Stated task:
Rewrite all the material below, replacing every "single point" with "single marker" and leaving everything else unchanged. Omit the pictures from your answer.

Listed entries:
####

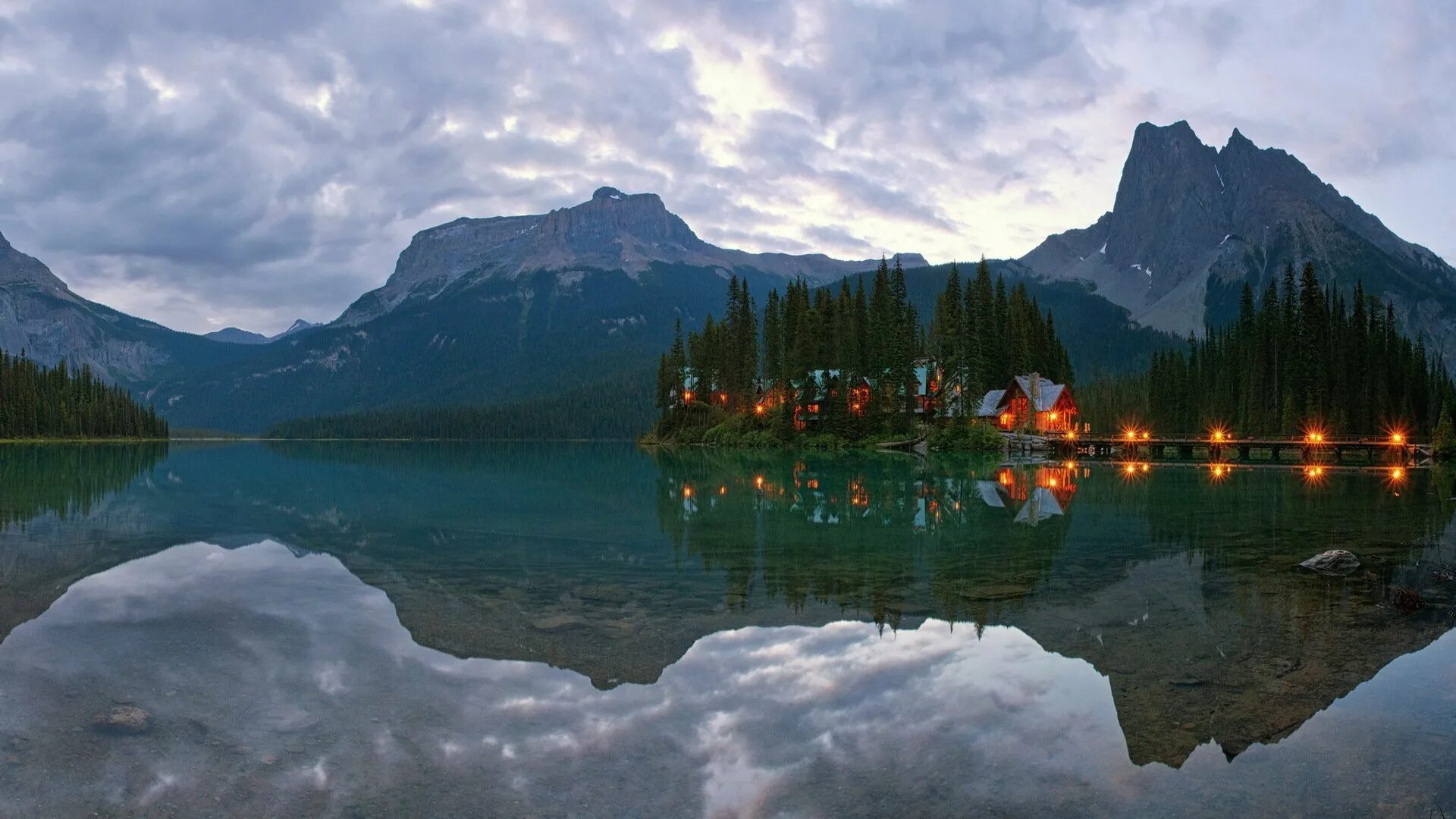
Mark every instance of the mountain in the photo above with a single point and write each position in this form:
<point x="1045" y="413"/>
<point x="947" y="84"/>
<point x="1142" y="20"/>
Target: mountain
<point x="613" y="231"/>
<point x="39" y="315"/>
<point x="235" y="335"/>
<point x="299" y="325"/>
<point x="1191" y="223"/>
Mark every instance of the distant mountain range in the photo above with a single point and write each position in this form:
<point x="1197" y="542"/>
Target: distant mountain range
<point x="520" y="308"/>
<point x="237" y="335"/>
<point x="1193" y="223"/>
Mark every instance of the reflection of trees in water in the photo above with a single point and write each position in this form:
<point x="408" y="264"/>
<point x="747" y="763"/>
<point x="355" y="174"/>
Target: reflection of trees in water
<point x="861" y="529"/>
<point x="67" y="479"/>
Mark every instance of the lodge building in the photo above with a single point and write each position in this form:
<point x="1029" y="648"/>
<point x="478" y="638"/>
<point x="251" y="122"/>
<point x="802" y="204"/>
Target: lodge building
<point x="1031" y="403"/>
<point x="1028" y="403"/>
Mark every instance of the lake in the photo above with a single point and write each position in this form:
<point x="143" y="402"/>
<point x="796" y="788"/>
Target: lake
<point x="595" y="630"/>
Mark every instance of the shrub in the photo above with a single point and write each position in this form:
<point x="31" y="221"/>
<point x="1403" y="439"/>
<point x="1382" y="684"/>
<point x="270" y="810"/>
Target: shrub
<point x="967" y="438"/>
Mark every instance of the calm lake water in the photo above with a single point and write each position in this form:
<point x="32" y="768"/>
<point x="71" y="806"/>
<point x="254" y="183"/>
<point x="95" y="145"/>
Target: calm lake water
<point x="588" y="630"/>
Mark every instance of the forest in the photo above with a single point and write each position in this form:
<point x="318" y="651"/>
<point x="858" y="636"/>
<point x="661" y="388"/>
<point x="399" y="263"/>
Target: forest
<point x="752" y="384"/>
<point x="1296" y="359"/>
<point x="57" y="403"/>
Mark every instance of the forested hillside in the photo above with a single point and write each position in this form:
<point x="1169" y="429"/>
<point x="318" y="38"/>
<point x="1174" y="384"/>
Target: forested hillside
<point x="1301" y="356"/>
<point x="615" y="410"/>
<point x="55" y="403"/>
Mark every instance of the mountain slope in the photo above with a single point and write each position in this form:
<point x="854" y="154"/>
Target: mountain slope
<point x="613" y="231"/>
<point x="39" y="315"/>
<point x="237" y="335"/>
<point x="1191" y="223"/>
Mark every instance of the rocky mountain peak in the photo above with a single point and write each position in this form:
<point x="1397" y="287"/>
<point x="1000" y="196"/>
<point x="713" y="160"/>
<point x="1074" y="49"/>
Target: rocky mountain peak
<point x="1190" y="223"/>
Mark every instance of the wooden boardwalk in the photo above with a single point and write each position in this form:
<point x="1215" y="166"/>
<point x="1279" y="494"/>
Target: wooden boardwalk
<point x="1222" y="447"/>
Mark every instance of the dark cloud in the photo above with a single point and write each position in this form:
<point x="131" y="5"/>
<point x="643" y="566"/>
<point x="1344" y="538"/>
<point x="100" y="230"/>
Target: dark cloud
<point x="249" y="164"/>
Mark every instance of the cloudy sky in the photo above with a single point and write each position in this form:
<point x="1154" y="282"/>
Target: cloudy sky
<point x="209" y="164"/>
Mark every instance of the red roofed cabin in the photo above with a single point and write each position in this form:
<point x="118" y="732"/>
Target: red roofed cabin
<point x="1031" y="403"/>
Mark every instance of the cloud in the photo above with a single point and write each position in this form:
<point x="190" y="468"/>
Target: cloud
<point x="206" y="164"/>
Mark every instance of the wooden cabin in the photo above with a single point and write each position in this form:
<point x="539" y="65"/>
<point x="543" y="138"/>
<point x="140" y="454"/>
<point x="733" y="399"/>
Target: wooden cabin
<point x="1031" y="403"/>
<point x="823" y="387"/>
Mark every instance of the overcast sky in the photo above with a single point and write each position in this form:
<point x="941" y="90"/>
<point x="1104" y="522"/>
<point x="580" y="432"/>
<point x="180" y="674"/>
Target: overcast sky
<point x="210" y="164"/>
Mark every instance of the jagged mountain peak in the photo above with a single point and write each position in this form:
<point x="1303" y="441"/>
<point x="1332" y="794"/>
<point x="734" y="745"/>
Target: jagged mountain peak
<point x="1190" y="222"/>
<point x="612" y="231"/>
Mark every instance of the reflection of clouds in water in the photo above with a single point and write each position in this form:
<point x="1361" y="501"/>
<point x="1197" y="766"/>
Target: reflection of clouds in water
<point x="289" y="673"/>
<point x="283" y="684"/>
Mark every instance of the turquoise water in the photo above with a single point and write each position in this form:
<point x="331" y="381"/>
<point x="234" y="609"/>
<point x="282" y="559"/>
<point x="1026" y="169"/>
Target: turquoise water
<point x="592" y="630"/>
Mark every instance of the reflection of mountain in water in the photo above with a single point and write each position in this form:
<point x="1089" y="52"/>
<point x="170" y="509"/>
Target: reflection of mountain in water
<point x="42" y="485"/>
<point x="613" y="563"/>
<point x="280" y="684"/>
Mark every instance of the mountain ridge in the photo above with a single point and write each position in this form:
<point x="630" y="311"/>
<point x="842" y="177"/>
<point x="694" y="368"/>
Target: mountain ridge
<point x="610" y="231"/>
<point x="1191" y="222"/>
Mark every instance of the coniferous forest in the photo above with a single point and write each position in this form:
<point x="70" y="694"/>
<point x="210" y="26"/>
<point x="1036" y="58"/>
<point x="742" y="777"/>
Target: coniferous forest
<point x="601" y="411"/>
<point x="981" y="335"/>
<point x="57" y="403"/>
<point x="1299" y="356"/>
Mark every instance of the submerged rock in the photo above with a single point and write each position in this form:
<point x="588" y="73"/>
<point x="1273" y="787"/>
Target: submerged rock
<point x="1334" y="561"/>
<point x="1407" y="599"/>
<point x="123" y="720"/>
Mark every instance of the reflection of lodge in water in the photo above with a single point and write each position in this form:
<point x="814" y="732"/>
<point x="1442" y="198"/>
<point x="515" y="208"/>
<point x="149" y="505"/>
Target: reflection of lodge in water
<point x="1033" y="493"/>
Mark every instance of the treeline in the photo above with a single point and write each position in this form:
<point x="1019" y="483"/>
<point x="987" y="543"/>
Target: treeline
<point x="613" y="410"/>
<point x="57" y="403"/>
<point x="981" y="335"/>
<point x="1298" y="357"/>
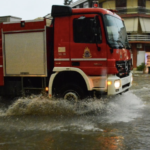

####

Task answer:
Mark every instance of the mountain in the photo above with a single marker and write each position in this form:
<point x="1045" y="413"/>
<point x="947" y="84"/>
<point x="1142" y="20"/>
Target: mountain
<point x="613" y="231"/>
<point x="39" y="315"/>
<point x="235" y="335"/>
<point x="299" y="325"/>
<point x="1191" y="223"/>
Mark every instance of the distant mountain range in the photo above with a single marker and write each position in this form:
<point x="1197" y="542"/>
Target: distant mountain range
<point x="520" y="308"/>
<point x="237" y="335"/>
<point x="1193" y="223"/>
Mark every instance of the reflection of trees in water in the photo above with a single marker and write each position in this form:
<point x="408" y="264"/>
<point x="747" y="763"/>
<point x="355" y="174"/>
Target: reflection of trees in water
<point x="861" y="529"/>
<point x="67" y="479"/>
Mark every instance of the lodge building in the photo above with a single marker and write each position in this form:
<point x="1029" y="648"/>
<point x="478" y="638"/>
<point x="251" y="122"/>
<point x="802" y="204"/>
Target: lodge building
<point x="1031" y="403"/>
<point x="1028" y="403"/>
Mark every instance of the lake in the photo above with a single marker and write each position in this form:
<point x="143" y="402"/>
<point x="796" y="788"/>
Target: lake
<point x="595" y="630"/>
Mark every instance of the shrub in the photo above with a single marker and write each position in this form:
<point x="31" y="221"/>
<point x="1403" y="439"/>
<point x="1382" y="684"/>
<point x="270" y="810"/>
Target: shrub
<point x="967" y="438"/>
Mark every instance of the calm lake water in the photo above with a single marker and write each position in this form:
<point x="32" y="768"/>
<point x="71" y="806"/>
<point x="254" y="183"/>
<point x="95" y="145"/>
Target: calm lake water
<point x="588" y="630"/>
Mark every instance of the forest in the photo above with a single marker and write each position in this form:
<point x="318" y="651"/>
<point x="858" y="636"/>
<point x="661" y="388"/>
<point x="399" y="263"/>
Target: forest
<point x="752" y="384"/>
<point x="1296" y="359"/>
<point x="57" y="403"/>
Mark every instance of the forested hillside in the photo above with a single marker and write each position in this form:
<point x="1169" y="429"/>
<point x="318" y="38"/>
<point x="1174" y="384"/>
Target: forested hillside
<point x="1301" y="356"/>
<point x="615" y="410"/>
<point x="55" y="403"/>
Mark every instance of the mountain slope in the photo above with a single marker and write each position in this form:
<point x="854" y="154"/>
Target: mountain slope
<point x="613" y="231"/>
<point x="39" y="315"/>
<point x="237" y="335"/>
<point x="1191" y="223"/>
Mark every instance of the rocky mountain peak in the photo above with a single marker and write each position in this form:
<point x="1397" y="287"/>
<point x="1000" y="196"/>
<point x="713" y="160"/>
<point x="1074" y="49"/>
Target: rocky mountain peak
<point x="1190" y="223"/>
Mark every instance of the wooden boardwalk in the photo above with a single marker and write each position in this form:
<point x="1215" y="166"/>
<point x="1279" y="494"/>
Target: wooden boardwalk
<point x="1222" y="447"/>
Mark every instance of the dark cloud in the photo above with a single marker and write each position in this form:
<point x="131" y="5"/>
<point x="643" y="566"/>
<point x="1344" y="538"/>
<point x="100" y="230"/>
Target: dark cloud
<point x="249" y="164"/>
Mark every instance of the cloudy sky in the photo above with a single marker and write each position in this form:
<point x="1154" y="282"/>
Target: cloudy sky
<point x="209" y="164"/>
Mark every instance of the red roofed cabin in the photo above with a single marker and write each position in this form:
<point x="118" y="732"/>
Target: red roofed cabin
<point x="1031" y="403"/>
Mark every instance of the cloud in the photo above with a single marker and write each position in this form:
<point x="190" y="468"/>
Target: cloud
<point x="206" y="164"/>
Mark every instance of the wooden cabin in the photo above with a single marker and write each position in this form:
<point x="539" y="65"/>
<point x="543" y="138"/>
<point x="140" y="454"/>
<point x="733" y="399"/>
Target: wooden cabin
<point x="1031" y="403"/>
<point x="823" y="387"/>
Mark every instance of the overcast sky in the photo above with a single marker and write each position in this form:
<point x="941" y="90"/>
<point x="1104" y="522"/>
<point x="580" y="432"/>
<point x="180" y="674"/>
Target: overcast sky
<point x="210" y="164"/>
Mark every instance of the jagged mountain peak in the photo above with a single marker and write each position in this form:
<point x="1303" y="441"/>
<point x="1332" y="794"/>
<point x="734" y="745"/>
Target: jagged mountain peak
<point x="1190" y="222"/>
<point x="612" y="231"/>
Mark every instance of the reflection of clouds in water in the photo above with a single marker and write each position in this form:
<point x="1361" y="501"/>
<point x="1197" y="766"/>
Target: reflection of clouds in water
<point x="289" y="673"/>
<point x="283" y="684"/>
Mark every instance of the turquoise water in the photo above with a single marker and write each position in this form:
<point x="331" y="381"/>
<point x="234" y="609"/>
<point x="282" y="559"/>
<point x="1026" y="169"/>
Target: turquoise water
<point x="592" y="630"/>
Mark every instance of the reflection of mountain in water in the photo above with a single marker and write each position in this form:
<point x="1089" y="52"/>
<point x="170" y="509"/>
Target: reflection of mountain in water
<point x="42" y="485"/>
<point x="613" y="563"/>
<point x="280" y="684"/>
Mark every instance of the mountain ridge in the photo above with a single marker and write each position in this form:
<point x="630" y="311"/>
<point x="842" y="177"/>
<point x="694" y="368"/>
Target: mountain ridge
<point x="610" y="231"/>
<point x="1191" y="222"/>
Mark every instance of the coniferous forest in the photo above with a single marker and write each position in this form:
<point x="70" y="694"/>
<point x="210" y="26"/>
<point x="1036" y="58"/>
<point x="742" y="777"/>
Target: coniferous forest
<point x="601" y="411"/>
<point x="981" y="335"/>
<point x="57" y="403"/>
<point x="1299" y="356"/>
Mark every instance of the submerged rock in the photo above with a single marker and write each position in this form:
<point x="588" y="73"/>
<point x="1273" y="787"/>
Target: submerged rock
<point x="1334" y="561"/>
<point x="1407" y="599"/>
<point x="123" y="720"/>
Mark every instance of the reflection of lodge in water in the photo above with a single marker and write each position in this form:
<point x="814" y="732"/>
<point x="1442" y="198"/>
<point x="515" y="208"/>
<point x="149" y="505"/>
Target: reflection of lodge in water
<point x="1033" y="493"/>
Mark every instance of the treeline in the photo above with a single marker and write each position in this form:
<point x="1019" y="483"/>
<point x="987" y="543"/>
Target: treeline
<point x="613" y="410"/>
<point x="57" y="403"/>
<point x="981" y="335"/>
<point x="1298" y="357"/>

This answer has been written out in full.